— Start —
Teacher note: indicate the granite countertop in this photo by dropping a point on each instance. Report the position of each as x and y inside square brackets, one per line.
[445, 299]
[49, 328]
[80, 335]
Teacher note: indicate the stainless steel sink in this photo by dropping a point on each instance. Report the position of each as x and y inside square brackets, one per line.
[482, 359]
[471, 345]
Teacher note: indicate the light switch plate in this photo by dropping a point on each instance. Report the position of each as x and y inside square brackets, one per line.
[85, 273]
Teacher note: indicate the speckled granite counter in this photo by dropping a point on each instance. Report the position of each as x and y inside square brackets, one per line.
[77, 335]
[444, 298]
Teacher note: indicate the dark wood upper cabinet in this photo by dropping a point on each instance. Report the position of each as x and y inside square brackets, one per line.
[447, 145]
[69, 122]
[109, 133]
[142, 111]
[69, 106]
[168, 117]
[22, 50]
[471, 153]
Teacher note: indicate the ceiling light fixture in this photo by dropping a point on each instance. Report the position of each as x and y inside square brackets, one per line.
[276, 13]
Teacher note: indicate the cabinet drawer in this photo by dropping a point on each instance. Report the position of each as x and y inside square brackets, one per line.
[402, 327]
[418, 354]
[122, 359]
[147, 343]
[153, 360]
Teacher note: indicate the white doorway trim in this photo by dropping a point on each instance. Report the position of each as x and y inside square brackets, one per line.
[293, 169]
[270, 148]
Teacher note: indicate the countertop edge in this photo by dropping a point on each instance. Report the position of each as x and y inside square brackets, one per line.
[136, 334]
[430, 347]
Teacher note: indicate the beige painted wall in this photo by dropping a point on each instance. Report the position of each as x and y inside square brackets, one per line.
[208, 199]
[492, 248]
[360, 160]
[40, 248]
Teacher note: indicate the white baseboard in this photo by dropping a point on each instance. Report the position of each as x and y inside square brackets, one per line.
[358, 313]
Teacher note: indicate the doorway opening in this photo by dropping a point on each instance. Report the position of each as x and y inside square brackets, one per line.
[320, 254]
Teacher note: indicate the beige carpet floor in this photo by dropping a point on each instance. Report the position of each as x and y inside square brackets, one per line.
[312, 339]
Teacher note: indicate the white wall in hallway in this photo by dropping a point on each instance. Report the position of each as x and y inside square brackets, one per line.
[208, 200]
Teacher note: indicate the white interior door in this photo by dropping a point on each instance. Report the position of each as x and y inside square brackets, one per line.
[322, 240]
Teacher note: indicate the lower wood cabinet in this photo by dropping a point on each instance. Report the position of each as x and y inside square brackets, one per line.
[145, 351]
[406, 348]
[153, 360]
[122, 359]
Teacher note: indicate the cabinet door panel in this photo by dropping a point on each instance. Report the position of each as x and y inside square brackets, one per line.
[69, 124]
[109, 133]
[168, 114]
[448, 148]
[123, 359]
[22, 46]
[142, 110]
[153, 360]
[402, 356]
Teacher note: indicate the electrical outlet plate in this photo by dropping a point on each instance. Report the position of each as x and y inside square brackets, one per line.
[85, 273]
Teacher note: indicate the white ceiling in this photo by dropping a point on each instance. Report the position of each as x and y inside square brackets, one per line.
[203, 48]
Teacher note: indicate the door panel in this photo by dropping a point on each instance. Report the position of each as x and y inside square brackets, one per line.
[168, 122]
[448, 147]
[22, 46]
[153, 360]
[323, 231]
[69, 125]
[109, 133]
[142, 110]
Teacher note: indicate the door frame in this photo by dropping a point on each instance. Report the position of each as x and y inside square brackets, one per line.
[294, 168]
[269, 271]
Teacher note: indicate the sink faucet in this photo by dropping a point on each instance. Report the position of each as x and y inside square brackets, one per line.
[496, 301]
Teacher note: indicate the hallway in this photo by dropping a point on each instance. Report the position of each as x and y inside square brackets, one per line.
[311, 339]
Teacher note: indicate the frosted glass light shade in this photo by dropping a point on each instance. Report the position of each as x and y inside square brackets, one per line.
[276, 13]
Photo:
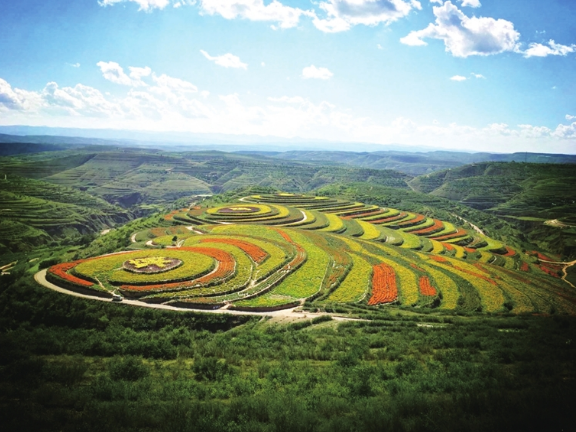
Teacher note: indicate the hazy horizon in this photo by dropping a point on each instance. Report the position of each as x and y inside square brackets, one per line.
[466, 75]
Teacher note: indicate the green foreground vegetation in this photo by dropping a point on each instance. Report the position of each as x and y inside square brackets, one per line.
[68, 364]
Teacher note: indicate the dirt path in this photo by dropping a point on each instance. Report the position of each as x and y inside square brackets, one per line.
[565, 267]
[40, 277]
[474, 227]
[557, 224]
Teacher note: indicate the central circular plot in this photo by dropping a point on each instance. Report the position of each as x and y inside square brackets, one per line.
[239, 209]
[151, 265]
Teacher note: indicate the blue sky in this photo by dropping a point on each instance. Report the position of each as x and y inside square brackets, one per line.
[481, 75]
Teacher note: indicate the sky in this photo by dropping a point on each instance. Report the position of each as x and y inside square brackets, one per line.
[474, 75]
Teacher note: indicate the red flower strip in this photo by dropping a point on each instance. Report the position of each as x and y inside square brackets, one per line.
[426, 289]
[257, 254]
[384, 288]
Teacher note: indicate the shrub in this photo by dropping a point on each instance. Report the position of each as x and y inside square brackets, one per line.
[129, 368]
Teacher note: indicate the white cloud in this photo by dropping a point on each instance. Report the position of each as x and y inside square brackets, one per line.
[113, 72]
[164, 81]
[539, 50]
[343, 14]
[138, 73]
[565, 131]
[255, 10]
[164, 106]
[226, 60]
[316, 72]
[17, 99]
[145, 5]
[464, 36]
[471, 3]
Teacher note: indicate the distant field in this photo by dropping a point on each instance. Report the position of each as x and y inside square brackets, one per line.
[267, 252]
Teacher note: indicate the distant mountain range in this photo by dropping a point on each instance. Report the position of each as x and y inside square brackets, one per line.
[414, 161]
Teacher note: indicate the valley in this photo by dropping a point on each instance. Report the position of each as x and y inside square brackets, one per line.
[255, 281]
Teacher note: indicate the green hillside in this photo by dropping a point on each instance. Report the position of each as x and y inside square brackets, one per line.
[529, 196]
[130, 177]
[33, 212]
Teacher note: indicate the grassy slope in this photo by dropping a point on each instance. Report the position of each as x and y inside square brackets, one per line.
[428, 205]
[33, 211]
[132, 176]
[91, 366]
[523, 194]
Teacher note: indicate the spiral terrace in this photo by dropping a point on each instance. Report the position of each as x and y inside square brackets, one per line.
[286, 249]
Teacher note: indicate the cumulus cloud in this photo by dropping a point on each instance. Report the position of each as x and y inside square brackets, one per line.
[316, 72]
[565, 131]
[226, 60]
[343, 14]
[113, 72]
[539, 50]
[464, 36]
[255, 10]
[471, 3]
[145, 5]
[16, 99]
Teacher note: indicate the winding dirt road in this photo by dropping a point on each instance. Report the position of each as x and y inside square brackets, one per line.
[284, 314]
[566, 266]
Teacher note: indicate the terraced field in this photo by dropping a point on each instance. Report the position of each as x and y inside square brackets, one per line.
[261, 254]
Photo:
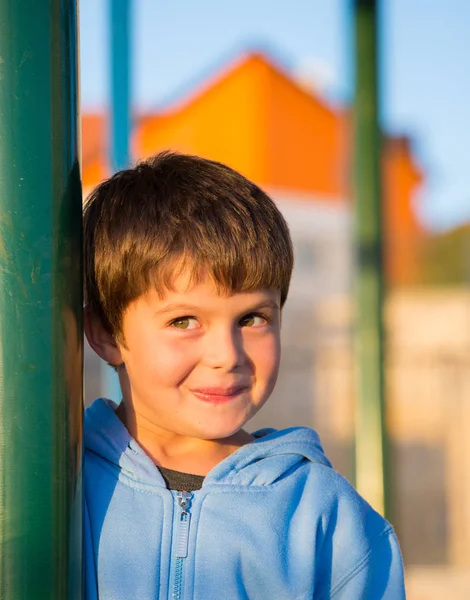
— End —
Your objective —
Copy every line of the records above word for word, leaving out the pictures.

Finished exercise —
Teacher note: indicate the granite countertop in this photo by dropping a point on each instance. Report the position of each as x and y inside square brackets, one per line.
[445, 299]
[49, 328]
[80, 335]
Teacher note: indicate the stainless steel sink in this photo by dropping a point on each instance. Report the position of each as x and y inside square brackets, one per line.
[482, 359]
[471, 345]
Teacher note: indicate the light switch plate in this photo by dropping a point on each instance. Report the position of each as x and y inside square brackets, one per line.
[85, 273]
Teacher note: indicate the speckled granite counter in this photo by dropping a point on each instance. Report the position of each as x and y inside square brackets, one per line.
[77, 335]
[444, 298]
Teacher note: indicate the dark wood upper cabinet in this photo by dropping a point on each instance. Report the position of each as x and y inside square brackets, one per line.
[447, 145]
[69, 122]
[109, 133]
[142, 111]
[69, 106]
[168, 117]
[22, 50]
[471, 153]
Teacher note: indicate the ceiling light fixture in this photo by dropping a point on each instance. Report the position of each as x and y inside square brackets, one per line.
[276, 13]
Teacher note: indicate the cabinet drawer in this photo by dropping a point on each instance. Report the position of each as x and y inside square brackets, one per line.
[402, 327]
[418, 354]
[122, 359]
[147, 343]
[153, 360]
Teacher note: indicate the white doorway trim in this photo by dropping a point on each instance. Report the position of each as x and y inside square brackets, one per line.
[293, 169]
[270, 148]
Teacher note: indicate the countertop edge in this photo by dropping a point on each instance. Report the position of each as x and y inside square brackets, one per line.
[136, 334]
[430, 347]
Teacher note: indicate the beige painted wall in this photo by dropping a point on each instance. Report the position of each as x and y inside square brackets, one per line.
[208, 199]
[492, 248]
[360, 160]
[40, 248]
Teacher note: indicate the white baseboard in this photo by dropping a point on each instance. Report the position of each as x and y inside square brackets, one per line.
[358, 313]
Teacher note: indicate the doorway opening in this photo by dropping a point on each instance. Report the position of each as x and y inside square brackets, one per line.
[320, 254]
Teacher note: indicate the beige carpet floor in this photo by dropping a point on each instance. Report the position of each as x and y inside square brackets, one per line.
[312, 339]
Teacher note: indicate the white wall in hallway in this photo by dropping a point on each instance. Report the position of each as x and y inside square brackets, one per line.
[208, 200]
Teacher note: indicate the white interior door in this photo by dropping a point on each instance. Report the position of each as x and y inside square brackets, one per line.
[322, 240]
Teacher note: indicate the lower wood cabinet in this photo by dropping a point on each instance. Report the position of each as x and y inside square brackets, one per line.
[145, 351]
[406, 348]
[153, 360]
[122, 359]
Teacher note: indicate the cabinet door panel in this photo by dropping a point on each instance. Report the position of each as x and y inside square brackets, one per line.
[69, 124]
[109, 133]
[168, 114]
[448, 148]
[123, 359]
[22, 46]
[142, 110]
[153, 360]
[402, 356]
Teacher note: indicate the electrical outlet plate in this photo by dropping a point on each instance. Report the position of each as x and y inside square brackets, one per line.
[85, 273]
Teacher note: indicate the white ceiling in this photo by dropping a point on each instance. Report the position of each as x and y inside square brackets, one per line.
[203, 48]
Teacher note: indicate the door panel in this photo by dropping a point on each instance. Report the position of each as x and y inside square brackets, one per line.
[168, 122]
[448, 147]
[22, 46]
[153, 360]
[323, 231]
[69, 125]
[109, 133]
[142, 110]
Teacher note: indicate the door frame in this photo by dropping a point on each instance. Report the position of each as x and y inside square brackets, one per line.
[294, 168]
[269, 271]
Teacher note: indicate the sink faucet in this photo by dropping a point on each instance. Report the position of each as x and y inside square brackets, one per line.
[496, 301]
Teacher note: indicate the hallway in this photo by dropping a point on each instance. Report the position of each as x and y inside square brackets, one per line.
[311, 339]
Teacher note: indicate the frosted glass light shade in this photo by dropping a point on each instance. Report the position of each as x and y inside square brackets, one per line.
[276, 13]
Photo:
Teacher note: indicate the hazy horizon in this photo by dropping a point on each instance. Report the position of each as x and y inside square brackets, one per line.
[466, 75]
Teacher note: indicate the green foreground vegetation in this photo by dropping a point on each instance. Report the position of each as x and y inside square brackets, one per line.
[68, 364]
Teacher note: indicate the dirt path in this photo by dropping a point on each instance. Report the position of each as x and y inside square brackets, one per line.
[565, 267]
[40, 277]
[474, 227]
[557, 224]
Teacher note: indicate the central circular plot in this photo by dropping a point on each instance. Report the position of each as x and y inside square brackets, one per line.
[239, 209]
[151, 265]
Teacher note: indicate the blue sky in this photo by dropping a point on each instance. Report the position of each as x and y inside square brackets, one per line.
[481, 75]
Teacher note: indicate the sky in this photo by dropping a point on each instance. Report the position of each as x and y inside square brackets, one per line.
[474, 75]
Teacher note: indicate the red flower strip in this photo by dropping a point on each instance. Report the position of each as x and y inside square brackets, one per line.
[426, 289]
[257, 254]
[384, 288]
Teacher note: indicate the shrub in this photo by dropping a point on each instance. Report the position of each as x and y inside square brackets, one per line.
[129, 368]
Teacher note: indicate the white cloud in this photo by dropping a point on each instance. Report the position of each as x and y inside square brackets, one per line.
[113, 72]
[164, 81]
[539, 50]
[343, 14]
[138, 73]
[565, 131]
[255, 10]
[164, 106]
[226, 60]
[316, 72]
[17, 99]
[145, 5]
[464, 36]
[471, 3]
Teacher note: indicate the distant field in this photo by dropping a point on each instance. Report the position of each as x and y inside square brackets, one per line.
[267, 252]
Teacher note: indicate the distant mountain range in this photo by dropping a point on each instance. Report the position of each as x and y inside square brackets, one per line.
[414, 161]
Teacher note: indicate the valley in this photo by dropping a point on each instance. Report the position of each as x and y inside square brackets, one per line.
[255, 281]
Teacher note: indicate the green hillside in this photo by dropping a point on each instance. Report the position of each as x and y inside square brackets, one per line.
[529, 196]
[130, 177]
[33, 212]
Teacher note: indicate the grassy slope in this photo by dropping a point on each instance. Report the position of each as x and y inside square brackets, one per line.
[428, 205]
[33, 211]
[132, 176]
[91, 366]
[523, 194]
Teacher note: indicate the spiral terrace in this photo by dropping a point on each instance. Report the position of each as x and y inside square brackets, one per line.
[286, 249]
Teacher note: indicate the cumulus cloud in this photo by dropping a point on each instance. Report the position of each as x and y inside square brackets, one per line.
[316, 72]
[565, 131]
[226, 60]
[343, 14]
[113, 72]
[539, 50]
[464, 36]
[255, 10]
[471, 3]
[145, 5]
[16, 99]
Teacher note: indicate the winding dirt road in this photo by dropping a point on each instance. Report the position of each as x and y inside square brackets, one per line.
[284, 314]
[566, 266]
Teacher note: indicate the terraced field in this photo by dropping a point on each instance. Report the position of each as x and y inside square brackets, one per line.
[261, 254]
Photo:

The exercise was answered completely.